Source passage:
-.-.-

So, in moving Spartanburg forward, it will be important to look to the past. The farmer’s market, through this critical time in the development in Spartanburg, is simultaneously tied to business development, education, and talent retention moving the community forward, but it should also represent the views that are at stake in the Northside community.

With poverty and chronic homelessness plaguing some of the community members, the farmer’s market has the resources to help pull them out of these situations, weaving them into the framework of a growing Spartanburg. With the double SNAP program, community garden, and urban farm at their disposal, residents of the Northside have the means to improve their health, beautify their community, and learn about sustainable practices in gardening. The challenge comes with making these resources known, and welcoming in the residents to the market. It is there for them, after all.

One of the tasks I have been interested in of late is a continuation of the survey series rolled out in my second week on staff, attempting to gather demographic data from customers at the farmer’s market. In order to reach different populations it was clear that HCFM should, instead of surveying from within, look to neighboring markets and food sellers to see where they have been successful.

I visited the Spartanburg Flea Market, just to look around before I proposed a survey, and it was an eye opening experience. The variety of products far surpassed those available at HCFM, just a few miles down the road. Beside produce you could find fishing rods, prepared foods, cleaning products, and clothing. I likened it to an outdoor Wal Mart, where customers could find and haggle for almost anything you could think of (even live chickens, bootlegged CD’s and DVD’s).

-.-.-

Given data:
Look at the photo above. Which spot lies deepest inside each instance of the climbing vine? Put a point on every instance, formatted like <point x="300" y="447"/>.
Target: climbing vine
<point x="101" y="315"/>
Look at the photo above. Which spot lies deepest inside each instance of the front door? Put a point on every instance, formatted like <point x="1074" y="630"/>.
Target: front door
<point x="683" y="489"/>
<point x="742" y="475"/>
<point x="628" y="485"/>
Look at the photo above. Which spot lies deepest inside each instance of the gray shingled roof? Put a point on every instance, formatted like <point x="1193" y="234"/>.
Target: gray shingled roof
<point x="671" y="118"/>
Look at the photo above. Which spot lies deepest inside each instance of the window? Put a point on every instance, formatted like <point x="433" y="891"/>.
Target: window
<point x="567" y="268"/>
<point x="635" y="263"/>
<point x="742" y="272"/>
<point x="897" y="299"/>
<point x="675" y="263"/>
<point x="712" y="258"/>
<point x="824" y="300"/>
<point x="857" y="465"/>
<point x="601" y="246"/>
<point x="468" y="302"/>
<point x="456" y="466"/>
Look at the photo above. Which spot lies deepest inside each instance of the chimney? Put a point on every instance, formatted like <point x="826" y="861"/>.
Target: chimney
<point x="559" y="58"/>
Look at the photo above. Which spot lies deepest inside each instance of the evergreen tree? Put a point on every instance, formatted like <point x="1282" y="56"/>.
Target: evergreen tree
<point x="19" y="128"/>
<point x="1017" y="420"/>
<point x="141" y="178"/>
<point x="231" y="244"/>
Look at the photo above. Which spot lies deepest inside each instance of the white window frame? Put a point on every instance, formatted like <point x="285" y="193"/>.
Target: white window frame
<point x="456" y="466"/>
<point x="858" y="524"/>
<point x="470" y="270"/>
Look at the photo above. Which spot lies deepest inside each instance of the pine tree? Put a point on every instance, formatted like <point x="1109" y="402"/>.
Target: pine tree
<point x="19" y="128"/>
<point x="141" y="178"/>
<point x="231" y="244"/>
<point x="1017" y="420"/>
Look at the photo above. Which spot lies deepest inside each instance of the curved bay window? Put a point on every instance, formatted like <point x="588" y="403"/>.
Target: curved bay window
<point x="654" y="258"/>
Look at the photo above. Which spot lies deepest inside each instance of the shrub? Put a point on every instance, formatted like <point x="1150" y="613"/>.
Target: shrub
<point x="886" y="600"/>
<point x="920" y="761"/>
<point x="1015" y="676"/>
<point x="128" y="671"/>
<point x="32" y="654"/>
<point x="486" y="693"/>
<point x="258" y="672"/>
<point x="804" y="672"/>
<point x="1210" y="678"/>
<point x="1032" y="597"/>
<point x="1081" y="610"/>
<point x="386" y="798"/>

-.-.-

Goal:
From the Spartanburg farmer's market passage above, copy word for word the stretch that opens with "So, in moving" and closes with "the Northside community.".

Answer for this exercise:
So, in moving Spartanburg forward, it will be important to look to the past. The farmer’s market, through this critical time in the development in Spartanburg, is simultaneously tied to business development, education, and talent retention moving the community forward, but it should also represent the views that are at stake in the Northside community.